Moffitt Cancer Center Prevention Research, Fowler Campus, located in north Tampa, is a facility that practices research for prevention and early detection of cancer.

The Richard M. Schulze Family Foundation Outpatient Center at McKinley Campus, 10920 N. McKinley Drive, includes the breast and skin cancer clinics, infusion center, research labs and four surgery suites.

Moffitt Malignant Hematology & Cellular Therapy at Memorial Healthcare System, 801 N. Flamingo Road, Pembroke Pines, FL, provides a comprehensive Blood and Marrow Transplant Cellular Therapy Program for South Florida residents.

Moffitt Cancer Center at Wesley Chapel, 2590 Healing Way, Wesley Chapel, FL, is a 28,000-square-foot outpatient facility.

Moffitt McKinley Hospital, 10901 N. McKinley Drive, Tampa, FL, is an inpatient surgical hospital located on Moffitt's McKinley Campus.

Moffitt Cancer Center at Port Tampa Bay, 651 Channelside Drive, Tampa, FL, is a community outreach and education center near downtown Tampa.

[LISTED RECORDS]
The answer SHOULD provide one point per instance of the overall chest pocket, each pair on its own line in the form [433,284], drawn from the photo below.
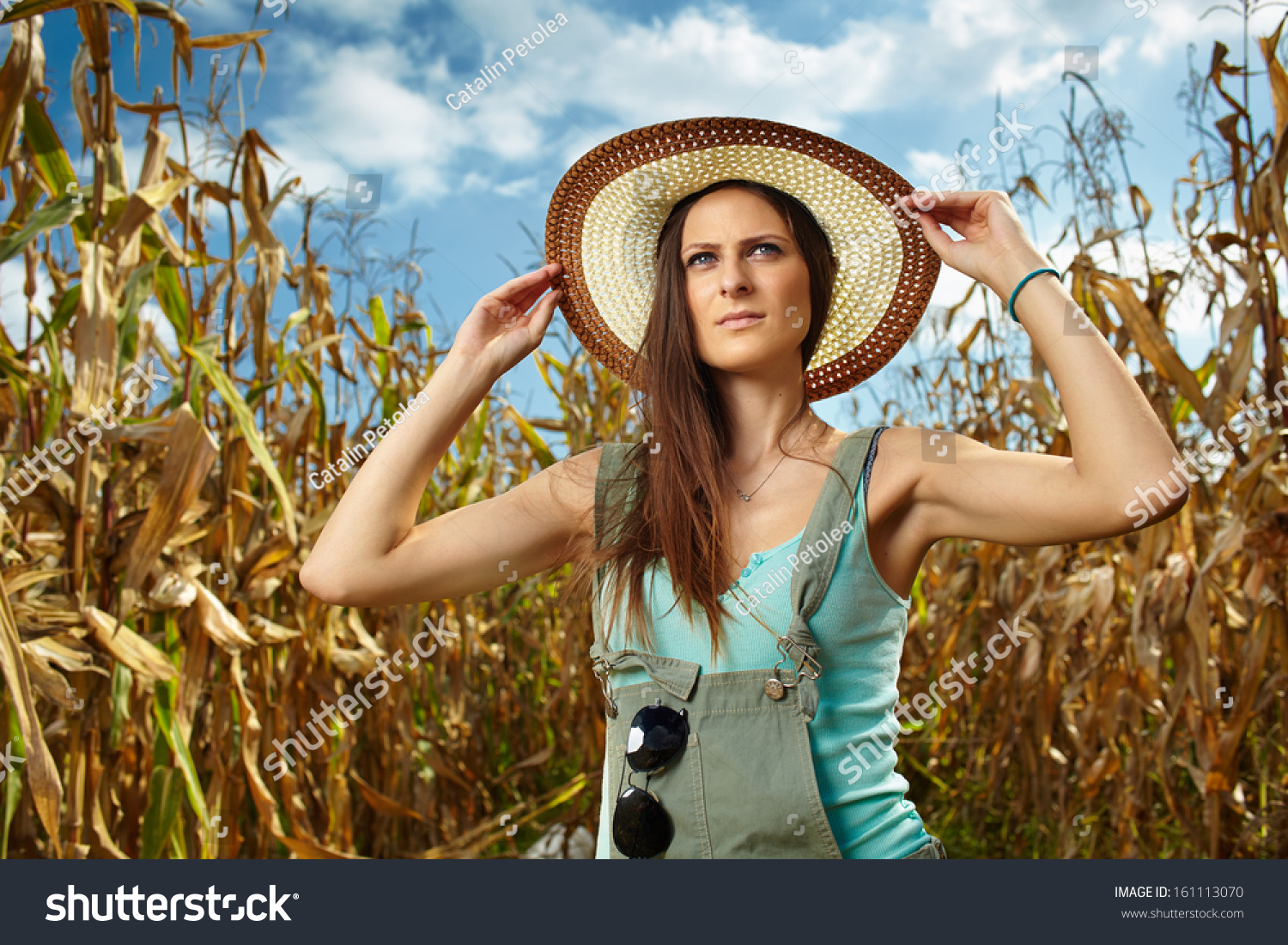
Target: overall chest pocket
[744,785]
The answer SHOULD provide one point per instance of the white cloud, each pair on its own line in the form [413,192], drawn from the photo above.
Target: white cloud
[365,102]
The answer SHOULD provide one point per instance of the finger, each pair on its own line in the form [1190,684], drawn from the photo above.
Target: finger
[523,299]
[947,198]
[938,239]
[515,288]
[543,316]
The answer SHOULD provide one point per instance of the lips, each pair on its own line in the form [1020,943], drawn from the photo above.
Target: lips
[739,319]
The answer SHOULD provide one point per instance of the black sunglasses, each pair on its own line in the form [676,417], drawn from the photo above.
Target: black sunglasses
[641,828]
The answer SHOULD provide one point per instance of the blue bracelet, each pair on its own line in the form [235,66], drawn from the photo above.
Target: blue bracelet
[1010,306]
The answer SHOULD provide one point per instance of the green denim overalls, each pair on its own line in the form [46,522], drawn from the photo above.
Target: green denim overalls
[744,785]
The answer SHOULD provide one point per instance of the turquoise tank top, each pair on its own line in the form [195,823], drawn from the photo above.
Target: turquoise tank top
[860,627]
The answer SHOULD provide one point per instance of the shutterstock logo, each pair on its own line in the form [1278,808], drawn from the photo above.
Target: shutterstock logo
[161,908]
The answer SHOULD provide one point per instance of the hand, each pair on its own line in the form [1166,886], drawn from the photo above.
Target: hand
[500,330]
[994,250]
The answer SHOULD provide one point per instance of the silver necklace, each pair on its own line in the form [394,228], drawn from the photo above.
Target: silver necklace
[744,496]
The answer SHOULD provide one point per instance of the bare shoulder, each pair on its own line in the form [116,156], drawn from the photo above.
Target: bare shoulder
[896,470]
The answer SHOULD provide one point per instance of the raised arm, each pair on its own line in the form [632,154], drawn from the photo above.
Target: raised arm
[371,551]
[1117,440]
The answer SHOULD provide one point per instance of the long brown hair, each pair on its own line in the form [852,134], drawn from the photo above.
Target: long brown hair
[679,510]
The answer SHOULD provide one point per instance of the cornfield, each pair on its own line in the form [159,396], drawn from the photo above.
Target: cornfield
[156,641]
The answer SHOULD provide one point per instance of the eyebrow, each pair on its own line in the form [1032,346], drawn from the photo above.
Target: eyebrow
[757,239]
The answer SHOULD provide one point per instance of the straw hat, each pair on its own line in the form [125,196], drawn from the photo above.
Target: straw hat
[608,210]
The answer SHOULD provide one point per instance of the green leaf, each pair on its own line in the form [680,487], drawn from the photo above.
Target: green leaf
[54,407]
[165,791]
[167,724]
[538,445]
[62,316]
[173,300]
[46,149]
[246,422]
[12,785]
[138,288]
[380,326]
[123,680]
[319,402]
[1182,409]
[54,213]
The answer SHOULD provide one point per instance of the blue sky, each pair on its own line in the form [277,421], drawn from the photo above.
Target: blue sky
[360,88]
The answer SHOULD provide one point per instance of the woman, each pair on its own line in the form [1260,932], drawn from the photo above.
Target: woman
[749,281]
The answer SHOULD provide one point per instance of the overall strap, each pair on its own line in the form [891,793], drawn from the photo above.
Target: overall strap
[818,551]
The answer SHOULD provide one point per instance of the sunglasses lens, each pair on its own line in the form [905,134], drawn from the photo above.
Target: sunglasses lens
[641,827]
[657,736]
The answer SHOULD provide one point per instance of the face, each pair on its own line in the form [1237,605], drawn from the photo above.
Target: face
[738,257]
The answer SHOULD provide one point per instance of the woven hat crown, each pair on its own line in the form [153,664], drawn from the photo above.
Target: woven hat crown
[608,210]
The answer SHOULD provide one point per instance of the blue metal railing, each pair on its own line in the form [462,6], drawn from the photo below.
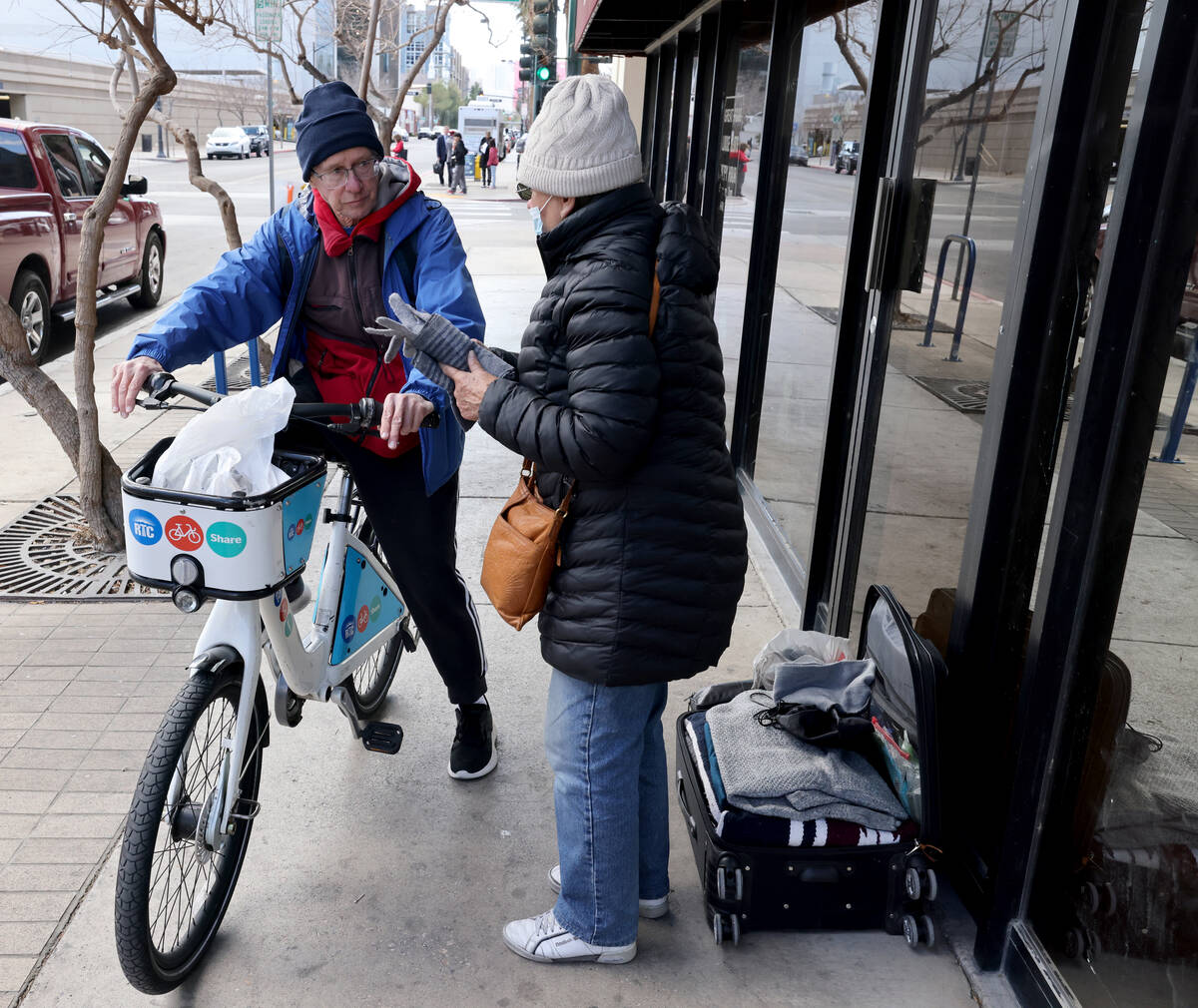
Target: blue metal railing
[970,251]
[1181,407]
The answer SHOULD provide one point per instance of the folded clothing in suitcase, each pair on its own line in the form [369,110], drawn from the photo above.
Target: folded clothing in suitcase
[736,826]
[760,874]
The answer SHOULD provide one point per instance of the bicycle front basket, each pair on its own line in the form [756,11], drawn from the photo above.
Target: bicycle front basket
[249,547]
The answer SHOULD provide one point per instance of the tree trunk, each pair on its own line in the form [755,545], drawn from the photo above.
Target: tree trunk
[42,393]
[368,53]
[107,526]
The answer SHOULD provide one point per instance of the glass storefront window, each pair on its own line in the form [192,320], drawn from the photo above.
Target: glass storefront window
[980,101]
[821,179]
[1115,895]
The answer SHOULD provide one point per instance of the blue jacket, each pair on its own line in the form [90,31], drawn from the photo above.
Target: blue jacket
[245,295]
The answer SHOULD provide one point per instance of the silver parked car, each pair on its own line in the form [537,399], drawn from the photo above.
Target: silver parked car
[227,142]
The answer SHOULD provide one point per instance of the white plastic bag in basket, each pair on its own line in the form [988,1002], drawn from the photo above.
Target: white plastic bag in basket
[796,647]
[228,447]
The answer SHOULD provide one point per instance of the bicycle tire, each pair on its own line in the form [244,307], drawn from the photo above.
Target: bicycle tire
[145,903]
[368,686]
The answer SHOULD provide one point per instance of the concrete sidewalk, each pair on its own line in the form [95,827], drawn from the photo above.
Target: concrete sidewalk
[369,877]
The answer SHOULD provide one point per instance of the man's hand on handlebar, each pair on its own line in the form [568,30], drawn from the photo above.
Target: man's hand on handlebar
[401,414]
[129,377]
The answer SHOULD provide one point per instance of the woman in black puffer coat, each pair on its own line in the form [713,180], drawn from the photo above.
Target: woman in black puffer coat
[653,551]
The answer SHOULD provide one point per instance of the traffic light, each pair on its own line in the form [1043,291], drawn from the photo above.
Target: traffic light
[544,40]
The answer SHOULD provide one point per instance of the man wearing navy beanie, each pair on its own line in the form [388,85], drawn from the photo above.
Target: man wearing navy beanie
[324,267]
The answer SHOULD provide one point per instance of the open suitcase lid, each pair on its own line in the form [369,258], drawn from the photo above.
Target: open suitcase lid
[908,684]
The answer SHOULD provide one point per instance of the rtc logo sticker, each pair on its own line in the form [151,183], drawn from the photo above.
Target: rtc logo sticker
[145,527]
[184,534]
[226,539]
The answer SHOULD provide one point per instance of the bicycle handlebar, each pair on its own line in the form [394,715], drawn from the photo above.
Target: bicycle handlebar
[363,414]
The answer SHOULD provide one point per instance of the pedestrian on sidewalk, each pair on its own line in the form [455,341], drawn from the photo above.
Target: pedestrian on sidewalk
[742,157]
[458,160]
[438,166]
[652,554]
[492,162]
[484,155]
[320,265]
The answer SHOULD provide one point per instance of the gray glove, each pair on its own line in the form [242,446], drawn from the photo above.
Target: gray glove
[429,340]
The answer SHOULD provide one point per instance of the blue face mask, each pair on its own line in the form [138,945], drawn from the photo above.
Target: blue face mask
[538,226]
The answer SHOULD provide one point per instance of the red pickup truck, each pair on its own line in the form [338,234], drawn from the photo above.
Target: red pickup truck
[49,175]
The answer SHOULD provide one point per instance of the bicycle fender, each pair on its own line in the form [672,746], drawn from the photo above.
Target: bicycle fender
[223,658]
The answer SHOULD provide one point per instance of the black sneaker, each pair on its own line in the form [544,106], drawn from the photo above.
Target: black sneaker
[473,754]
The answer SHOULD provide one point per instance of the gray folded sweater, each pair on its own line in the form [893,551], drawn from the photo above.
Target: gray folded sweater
[772,772]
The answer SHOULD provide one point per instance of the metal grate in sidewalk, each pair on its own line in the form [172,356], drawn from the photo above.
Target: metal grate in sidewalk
[47,554]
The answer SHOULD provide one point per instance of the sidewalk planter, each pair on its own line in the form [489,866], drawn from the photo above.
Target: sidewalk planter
[247,547]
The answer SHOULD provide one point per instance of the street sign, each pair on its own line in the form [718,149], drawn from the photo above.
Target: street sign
[1004,25]
[269,19]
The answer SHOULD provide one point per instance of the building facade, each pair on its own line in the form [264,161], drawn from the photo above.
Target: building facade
[1003,465]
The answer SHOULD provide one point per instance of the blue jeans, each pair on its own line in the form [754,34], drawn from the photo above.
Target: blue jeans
[611,798]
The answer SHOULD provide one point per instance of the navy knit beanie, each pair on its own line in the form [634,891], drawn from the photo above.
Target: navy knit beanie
[333,120]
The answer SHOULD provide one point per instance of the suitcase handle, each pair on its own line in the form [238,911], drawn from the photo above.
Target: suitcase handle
[686,809]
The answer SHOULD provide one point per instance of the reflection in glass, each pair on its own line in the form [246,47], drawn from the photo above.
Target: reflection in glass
[980,103]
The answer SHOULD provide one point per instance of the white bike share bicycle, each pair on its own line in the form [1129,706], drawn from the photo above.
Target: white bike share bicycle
[197,795]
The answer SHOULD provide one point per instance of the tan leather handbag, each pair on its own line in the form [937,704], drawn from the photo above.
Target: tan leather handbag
[521,550]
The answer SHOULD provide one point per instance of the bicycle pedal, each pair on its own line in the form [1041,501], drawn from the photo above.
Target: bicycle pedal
[381,737]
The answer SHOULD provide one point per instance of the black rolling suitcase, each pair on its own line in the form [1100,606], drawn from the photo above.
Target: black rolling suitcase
[884,885]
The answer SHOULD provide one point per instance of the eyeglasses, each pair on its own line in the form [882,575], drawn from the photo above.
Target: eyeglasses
[335,178]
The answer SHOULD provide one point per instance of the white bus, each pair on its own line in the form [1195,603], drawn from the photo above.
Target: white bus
[476,120]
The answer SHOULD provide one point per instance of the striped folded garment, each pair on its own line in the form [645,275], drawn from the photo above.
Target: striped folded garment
[738,827]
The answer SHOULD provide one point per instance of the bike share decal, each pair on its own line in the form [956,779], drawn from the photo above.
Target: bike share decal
[226,539]
[300,523]
[366,606]
[183,533]
[145,527]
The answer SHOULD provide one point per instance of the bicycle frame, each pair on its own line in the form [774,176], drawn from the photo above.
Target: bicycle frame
[311,666]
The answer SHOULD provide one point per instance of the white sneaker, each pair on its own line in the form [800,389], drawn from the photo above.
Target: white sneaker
[650,909]
[543,940]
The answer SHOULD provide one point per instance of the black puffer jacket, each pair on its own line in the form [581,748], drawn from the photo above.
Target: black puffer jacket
[653,552]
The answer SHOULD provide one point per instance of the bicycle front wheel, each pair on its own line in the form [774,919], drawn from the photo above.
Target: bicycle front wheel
[368,686]
[173,886]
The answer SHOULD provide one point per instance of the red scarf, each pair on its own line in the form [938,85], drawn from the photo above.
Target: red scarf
[336,240]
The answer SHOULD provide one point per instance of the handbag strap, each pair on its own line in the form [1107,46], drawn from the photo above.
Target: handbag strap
[654,301]
[528,471]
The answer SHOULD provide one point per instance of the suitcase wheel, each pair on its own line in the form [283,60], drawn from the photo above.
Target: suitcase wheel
[726,927]
[919,929]
[729,877]
[920,883]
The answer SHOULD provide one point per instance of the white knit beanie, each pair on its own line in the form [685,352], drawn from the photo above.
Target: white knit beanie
[582,142]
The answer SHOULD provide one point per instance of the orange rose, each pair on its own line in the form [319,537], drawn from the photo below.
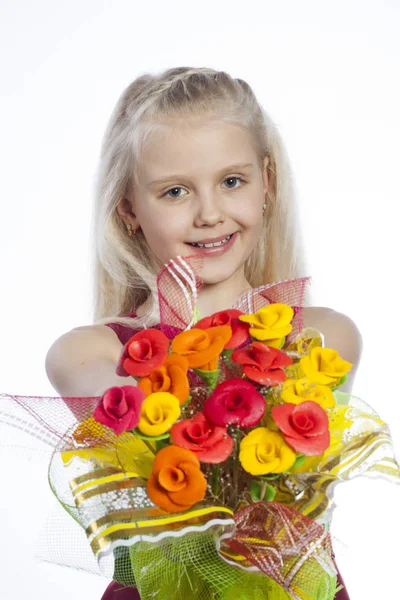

[YOUR TASKS]
**a)** In the Moffitt locations text, what is the street address of Moffitt McKinley Hospital?
**b)** Rewrite the Moffitt locations text starting with "Moffitt Malignant Hematology" and going on through "28,000-square-foot outpatient facility.", putting "complete" in place of "comprehensive".

[REPLIES]
**a)** 10901 N. McKinley Drive, Tampa, FL

**b)**
Moffitt Malignant Hematology & Cellular Therapy at Memorial Healthcare System, 801 N. Flamingo Road, Pembroke Pines, FL, provides a complete Blood and Marrow Transplant Cellular Therapy Program for South Florida residents.

Moffitt Cancer Center at Wesley Chapel, 2590 Healing Way, Wesley Chapel, FL, is a 28,000-square-foot outpatient facility.